Records shown
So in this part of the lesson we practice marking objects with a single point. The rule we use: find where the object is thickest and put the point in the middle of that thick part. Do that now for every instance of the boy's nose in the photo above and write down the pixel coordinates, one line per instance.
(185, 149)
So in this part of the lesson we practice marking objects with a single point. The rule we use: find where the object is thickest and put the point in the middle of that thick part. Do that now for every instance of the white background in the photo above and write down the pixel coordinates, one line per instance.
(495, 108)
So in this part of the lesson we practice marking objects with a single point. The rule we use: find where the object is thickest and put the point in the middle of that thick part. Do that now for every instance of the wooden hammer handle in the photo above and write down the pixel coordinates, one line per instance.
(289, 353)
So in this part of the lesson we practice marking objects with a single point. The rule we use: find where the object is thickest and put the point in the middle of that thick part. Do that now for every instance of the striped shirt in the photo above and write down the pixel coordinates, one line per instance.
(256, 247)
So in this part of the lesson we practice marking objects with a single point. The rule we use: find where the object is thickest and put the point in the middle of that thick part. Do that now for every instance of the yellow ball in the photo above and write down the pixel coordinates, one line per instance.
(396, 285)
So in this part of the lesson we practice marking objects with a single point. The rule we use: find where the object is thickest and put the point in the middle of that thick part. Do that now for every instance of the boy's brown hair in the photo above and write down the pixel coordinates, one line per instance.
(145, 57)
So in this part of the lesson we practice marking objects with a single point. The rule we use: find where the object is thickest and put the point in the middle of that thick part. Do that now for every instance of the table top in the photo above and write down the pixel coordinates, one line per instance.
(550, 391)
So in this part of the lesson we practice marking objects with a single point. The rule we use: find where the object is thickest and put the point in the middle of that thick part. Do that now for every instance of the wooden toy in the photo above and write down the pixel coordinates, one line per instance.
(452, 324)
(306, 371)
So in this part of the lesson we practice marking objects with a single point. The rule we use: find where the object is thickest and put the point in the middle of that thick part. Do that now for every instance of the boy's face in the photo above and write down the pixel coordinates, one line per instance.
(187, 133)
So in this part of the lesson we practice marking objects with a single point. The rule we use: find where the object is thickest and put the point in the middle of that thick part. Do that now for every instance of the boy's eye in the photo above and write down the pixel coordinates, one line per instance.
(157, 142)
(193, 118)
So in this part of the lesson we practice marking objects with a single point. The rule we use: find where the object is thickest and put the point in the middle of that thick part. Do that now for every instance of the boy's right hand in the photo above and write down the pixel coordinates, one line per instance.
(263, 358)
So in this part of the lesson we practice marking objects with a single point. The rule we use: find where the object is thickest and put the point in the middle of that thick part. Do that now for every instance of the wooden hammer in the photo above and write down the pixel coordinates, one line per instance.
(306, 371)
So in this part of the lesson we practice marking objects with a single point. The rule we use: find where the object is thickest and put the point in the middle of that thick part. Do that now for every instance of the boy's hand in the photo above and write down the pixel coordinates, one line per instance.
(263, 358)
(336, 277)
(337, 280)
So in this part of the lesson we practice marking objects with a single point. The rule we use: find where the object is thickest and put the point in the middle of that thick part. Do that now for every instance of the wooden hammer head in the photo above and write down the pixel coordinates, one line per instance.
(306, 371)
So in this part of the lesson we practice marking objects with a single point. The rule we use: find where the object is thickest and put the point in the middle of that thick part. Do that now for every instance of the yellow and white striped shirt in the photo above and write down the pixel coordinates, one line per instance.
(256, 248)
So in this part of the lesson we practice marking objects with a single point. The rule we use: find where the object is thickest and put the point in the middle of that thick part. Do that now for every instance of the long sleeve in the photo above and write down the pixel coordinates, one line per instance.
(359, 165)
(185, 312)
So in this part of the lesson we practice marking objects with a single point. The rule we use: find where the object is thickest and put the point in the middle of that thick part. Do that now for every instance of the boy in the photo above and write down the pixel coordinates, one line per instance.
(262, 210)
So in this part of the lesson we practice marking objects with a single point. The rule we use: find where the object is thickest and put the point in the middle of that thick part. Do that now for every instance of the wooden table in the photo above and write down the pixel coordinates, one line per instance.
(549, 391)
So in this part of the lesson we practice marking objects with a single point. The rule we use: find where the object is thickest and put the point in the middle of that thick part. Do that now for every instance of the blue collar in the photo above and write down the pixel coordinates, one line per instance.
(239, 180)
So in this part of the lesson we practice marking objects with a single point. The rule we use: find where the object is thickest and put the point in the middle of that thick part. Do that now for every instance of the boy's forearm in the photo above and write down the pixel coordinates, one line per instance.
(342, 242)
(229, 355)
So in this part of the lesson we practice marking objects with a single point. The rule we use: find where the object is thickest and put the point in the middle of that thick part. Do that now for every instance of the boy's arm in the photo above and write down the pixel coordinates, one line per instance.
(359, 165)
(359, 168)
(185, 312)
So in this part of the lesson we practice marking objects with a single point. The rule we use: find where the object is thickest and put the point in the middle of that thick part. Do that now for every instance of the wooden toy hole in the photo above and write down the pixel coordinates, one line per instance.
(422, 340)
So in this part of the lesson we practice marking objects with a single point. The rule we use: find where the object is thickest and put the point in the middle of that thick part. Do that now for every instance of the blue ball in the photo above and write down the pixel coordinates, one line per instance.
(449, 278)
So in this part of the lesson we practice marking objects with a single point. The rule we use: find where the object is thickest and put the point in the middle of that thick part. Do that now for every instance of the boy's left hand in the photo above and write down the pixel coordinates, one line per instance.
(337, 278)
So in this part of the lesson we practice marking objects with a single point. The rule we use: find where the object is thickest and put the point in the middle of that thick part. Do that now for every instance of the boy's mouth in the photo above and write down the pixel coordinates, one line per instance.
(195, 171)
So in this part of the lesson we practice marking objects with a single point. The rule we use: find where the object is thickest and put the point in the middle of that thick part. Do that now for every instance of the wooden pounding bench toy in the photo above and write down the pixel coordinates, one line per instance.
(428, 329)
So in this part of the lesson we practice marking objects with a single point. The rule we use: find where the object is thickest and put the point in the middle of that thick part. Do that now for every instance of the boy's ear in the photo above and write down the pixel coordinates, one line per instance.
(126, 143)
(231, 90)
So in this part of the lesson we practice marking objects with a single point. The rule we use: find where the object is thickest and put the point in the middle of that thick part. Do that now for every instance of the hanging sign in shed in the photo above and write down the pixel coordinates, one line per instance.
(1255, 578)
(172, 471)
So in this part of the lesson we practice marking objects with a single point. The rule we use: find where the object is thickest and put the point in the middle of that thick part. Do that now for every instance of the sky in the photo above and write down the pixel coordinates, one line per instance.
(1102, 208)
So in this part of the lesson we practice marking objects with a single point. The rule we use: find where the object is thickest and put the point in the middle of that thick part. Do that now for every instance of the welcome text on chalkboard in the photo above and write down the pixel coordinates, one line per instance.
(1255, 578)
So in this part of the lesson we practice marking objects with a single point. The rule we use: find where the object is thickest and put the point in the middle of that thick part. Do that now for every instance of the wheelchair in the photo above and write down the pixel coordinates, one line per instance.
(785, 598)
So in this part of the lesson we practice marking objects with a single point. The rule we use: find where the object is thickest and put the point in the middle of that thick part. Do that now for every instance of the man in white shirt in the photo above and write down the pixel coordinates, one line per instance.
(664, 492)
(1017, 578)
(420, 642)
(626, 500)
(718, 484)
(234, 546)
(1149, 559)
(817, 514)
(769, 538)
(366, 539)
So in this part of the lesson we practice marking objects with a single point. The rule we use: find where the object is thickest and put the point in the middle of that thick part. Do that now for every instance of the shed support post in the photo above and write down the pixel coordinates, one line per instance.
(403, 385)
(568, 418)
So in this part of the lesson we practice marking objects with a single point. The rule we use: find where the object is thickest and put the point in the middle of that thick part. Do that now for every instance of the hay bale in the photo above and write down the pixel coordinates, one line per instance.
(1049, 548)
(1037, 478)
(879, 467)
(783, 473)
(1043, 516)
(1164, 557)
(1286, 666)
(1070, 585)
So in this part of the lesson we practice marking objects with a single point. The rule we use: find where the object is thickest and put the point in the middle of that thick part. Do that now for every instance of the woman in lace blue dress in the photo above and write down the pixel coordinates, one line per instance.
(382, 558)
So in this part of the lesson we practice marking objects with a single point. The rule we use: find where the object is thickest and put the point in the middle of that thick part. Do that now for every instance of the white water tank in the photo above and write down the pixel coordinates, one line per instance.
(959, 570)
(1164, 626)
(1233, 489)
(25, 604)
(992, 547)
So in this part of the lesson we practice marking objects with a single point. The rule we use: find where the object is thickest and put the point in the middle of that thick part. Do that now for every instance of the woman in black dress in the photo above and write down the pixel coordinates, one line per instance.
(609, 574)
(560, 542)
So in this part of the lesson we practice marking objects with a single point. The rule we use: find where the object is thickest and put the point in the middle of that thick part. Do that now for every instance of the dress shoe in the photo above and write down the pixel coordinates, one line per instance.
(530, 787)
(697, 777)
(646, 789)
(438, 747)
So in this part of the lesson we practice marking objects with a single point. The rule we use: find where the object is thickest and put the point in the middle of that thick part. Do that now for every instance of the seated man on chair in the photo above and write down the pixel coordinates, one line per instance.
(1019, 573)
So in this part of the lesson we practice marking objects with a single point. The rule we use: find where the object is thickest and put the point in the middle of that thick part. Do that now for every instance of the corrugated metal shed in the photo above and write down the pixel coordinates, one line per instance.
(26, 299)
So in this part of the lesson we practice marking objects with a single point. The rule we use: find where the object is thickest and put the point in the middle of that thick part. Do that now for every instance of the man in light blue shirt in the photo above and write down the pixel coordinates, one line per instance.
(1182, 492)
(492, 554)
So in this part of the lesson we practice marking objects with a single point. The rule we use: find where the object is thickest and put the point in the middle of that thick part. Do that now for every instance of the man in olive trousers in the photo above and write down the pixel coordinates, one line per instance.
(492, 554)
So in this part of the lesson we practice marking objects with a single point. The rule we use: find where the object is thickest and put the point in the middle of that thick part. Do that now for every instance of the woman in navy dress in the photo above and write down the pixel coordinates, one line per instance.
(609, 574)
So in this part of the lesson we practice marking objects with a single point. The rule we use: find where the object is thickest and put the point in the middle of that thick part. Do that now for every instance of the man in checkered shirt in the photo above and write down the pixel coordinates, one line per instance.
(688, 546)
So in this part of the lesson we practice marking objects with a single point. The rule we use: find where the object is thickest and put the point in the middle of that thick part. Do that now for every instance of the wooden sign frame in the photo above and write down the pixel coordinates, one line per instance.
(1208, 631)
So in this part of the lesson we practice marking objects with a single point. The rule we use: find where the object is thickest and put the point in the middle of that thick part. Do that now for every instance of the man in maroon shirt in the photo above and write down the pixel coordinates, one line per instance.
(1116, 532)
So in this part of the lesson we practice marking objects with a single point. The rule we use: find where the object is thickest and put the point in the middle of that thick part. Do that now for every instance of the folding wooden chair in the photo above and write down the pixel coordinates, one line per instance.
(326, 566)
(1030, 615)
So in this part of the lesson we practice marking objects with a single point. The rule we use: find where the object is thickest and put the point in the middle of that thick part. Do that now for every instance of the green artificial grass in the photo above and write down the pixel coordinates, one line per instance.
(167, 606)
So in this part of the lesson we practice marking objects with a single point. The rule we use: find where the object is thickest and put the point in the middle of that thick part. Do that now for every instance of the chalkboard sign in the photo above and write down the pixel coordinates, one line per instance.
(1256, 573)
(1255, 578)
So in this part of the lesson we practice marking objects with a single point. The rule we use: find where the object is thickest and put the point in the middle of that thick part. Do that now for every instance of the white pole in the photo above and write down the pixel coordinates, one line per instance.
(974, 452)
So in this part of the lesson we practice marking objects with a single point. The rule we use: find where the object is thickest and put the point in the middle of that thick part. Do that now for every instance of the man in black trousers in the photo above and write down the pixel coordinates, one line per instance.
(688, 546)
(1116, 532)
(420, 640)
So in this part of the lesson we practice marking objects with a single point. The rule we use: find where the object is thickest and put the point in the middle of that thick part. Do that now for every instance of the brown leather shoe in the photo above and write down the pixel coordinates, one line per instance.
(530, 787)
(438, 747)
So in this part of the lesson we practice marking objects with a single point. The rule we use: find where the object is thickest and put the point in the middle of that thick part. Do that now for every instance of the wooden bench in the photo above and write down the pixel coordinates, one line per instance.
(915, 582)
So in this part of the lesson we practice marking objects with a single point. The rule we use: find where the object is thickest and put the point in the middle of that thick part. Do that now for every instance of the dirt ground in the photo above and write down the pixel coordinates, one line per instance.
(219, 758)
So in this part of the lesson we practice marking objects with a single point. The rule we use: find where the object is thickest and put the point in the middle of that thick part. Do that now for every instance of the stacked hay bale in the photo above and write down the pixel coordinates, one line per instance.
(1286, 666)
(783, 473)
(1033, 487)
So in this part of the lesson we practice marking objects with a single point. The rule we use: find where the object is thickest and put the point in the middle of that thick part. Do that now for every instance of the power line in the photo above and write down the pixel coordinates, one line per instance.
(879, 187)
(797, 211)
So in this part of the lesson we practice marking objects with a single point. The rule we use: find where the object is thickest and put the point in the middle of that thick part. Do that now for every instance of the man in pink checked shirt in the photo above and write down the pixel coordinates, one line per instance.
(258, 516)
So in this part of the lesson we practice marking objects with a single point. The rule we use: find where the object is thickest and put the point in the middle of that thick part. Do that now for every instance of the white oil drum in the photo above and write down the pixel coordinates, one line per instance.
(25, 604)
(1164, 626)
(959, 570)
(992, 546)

The exercise
Copy out again the items above, from the line that contains "the wooden sign" through the line that contains "(1030, 615)", keeping each request as it stands. Shift every coordinate in the answers by adding 57 to each number.

Written answer
So in this part of the lesson we practice marking objects with a single point. The rule we use: find where the object is thickest and put the point in the middle of that thick part. Do that now for every instance of the wooden sign frame in the photo above and write down the pixel coordinates, one line per instance.
(1265, 688)
So in this part of the lesson we practice marking objects with a single point. The rule we use: find where the object is thickest and put the point in the middle of that thick part. Do that now for every instance of the man in maroon shirt in the photo above and write down the pixel coordinates, one line per instance.
(1173, 589)
So in this part of the lesson we practice marking objects with a single point. The rule we use: find where the object is thickest and put the point in the middle of that thick part. Do that now for every instance of the folding wooden chair in the photo above and write down the pixel coordinates, one line per instance.
(383, 623)
(1087, 672)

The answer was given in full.